**MATERIAL**:
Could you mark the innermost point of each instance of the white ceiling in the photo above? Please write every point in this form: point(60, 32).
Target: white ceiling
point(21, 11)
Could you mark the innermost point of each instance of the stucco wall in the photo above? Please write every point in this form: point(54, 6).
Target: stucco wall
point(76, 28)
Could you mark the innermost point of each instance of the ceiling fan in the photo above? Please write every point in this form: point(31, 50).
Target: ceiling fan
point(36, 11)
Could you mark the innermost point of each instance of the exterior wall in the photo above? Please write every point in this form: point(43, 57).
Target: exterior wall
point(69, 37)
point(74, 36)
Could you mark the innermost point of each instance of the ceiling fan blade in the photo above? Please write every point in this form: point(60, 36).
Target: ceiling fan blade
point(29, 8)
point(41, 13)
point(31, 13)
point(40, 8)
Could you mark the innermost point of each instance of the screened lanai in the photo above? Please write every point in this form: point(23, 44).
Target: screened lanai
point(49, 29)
* * *
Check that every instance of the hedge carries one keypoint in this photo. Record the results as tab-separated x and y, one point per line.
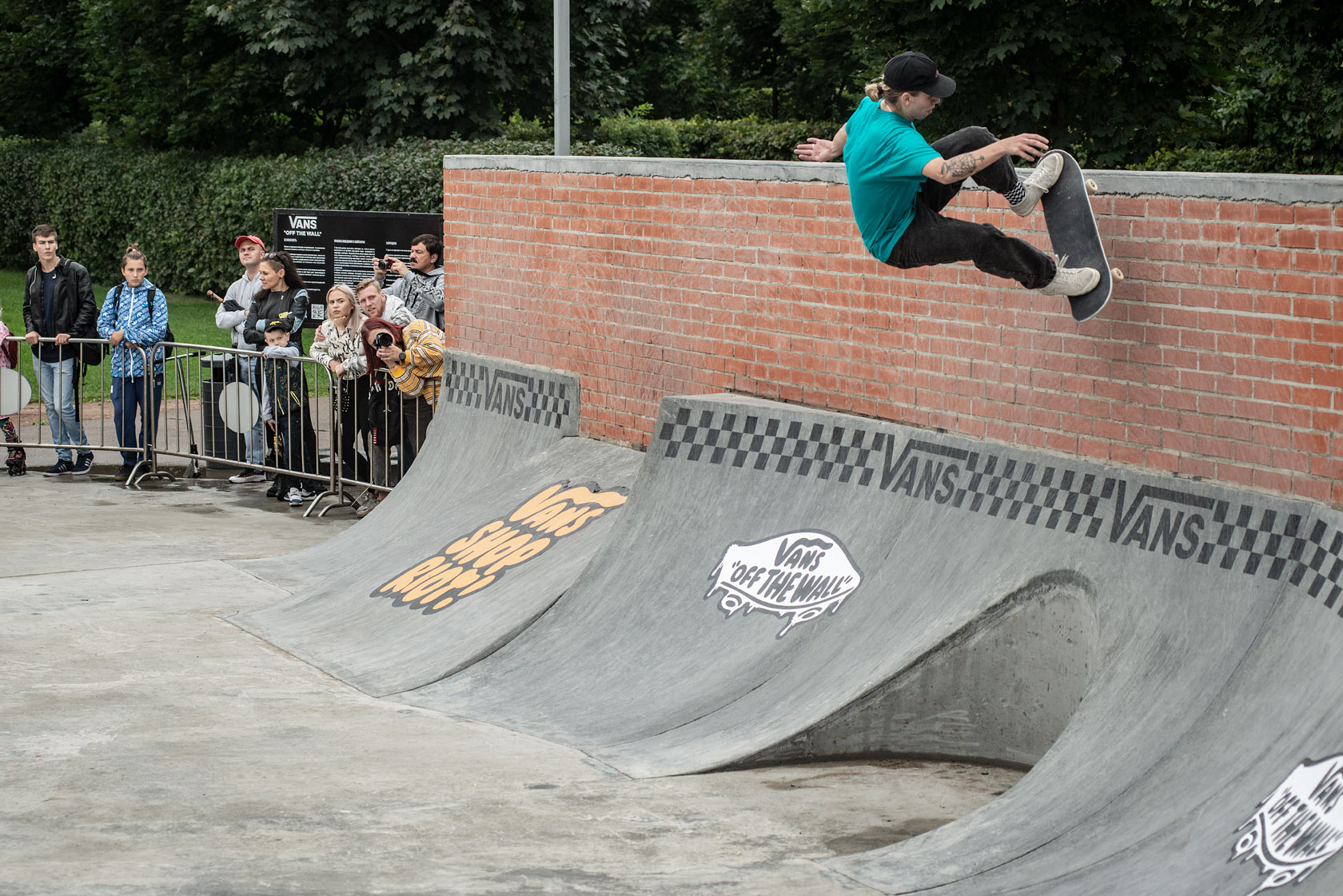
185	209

**WHAT IS BEING ASKED**:
Quote the lines of the records above, starting at the line that contains "form: point(54, 6)." and ending at the line that contains "point(40, 8)", with both of those lines included.

**ANSWER TO THIS EXERCISE**:
Could you mark the innermost point of each instance of the stucco wall in the photo above? Please write every point in this form: point(54, 6).
Target: stucco wall
point(76, 28)
Could you mark the innermost point of each instance of the ceiling fan in the photo above? Please write every point in this form: point(31, 50).
Target: ceiling fan
point(36, 11)
Could you mark the innermost point of each instance of the exterior wall in the photo above? Please write every point in this form: point(43, 57).
Target: exterior wall
point(69, 37)
point(74, 36)
Could you mark the innermost point of each instance of the ceiling fan blade in the photo above? Please write every point in this form: point(60, 36).
Target: ceiling fan blade
point(29, 8)
point(41, 13)
point(31, 13)
point(40, 8)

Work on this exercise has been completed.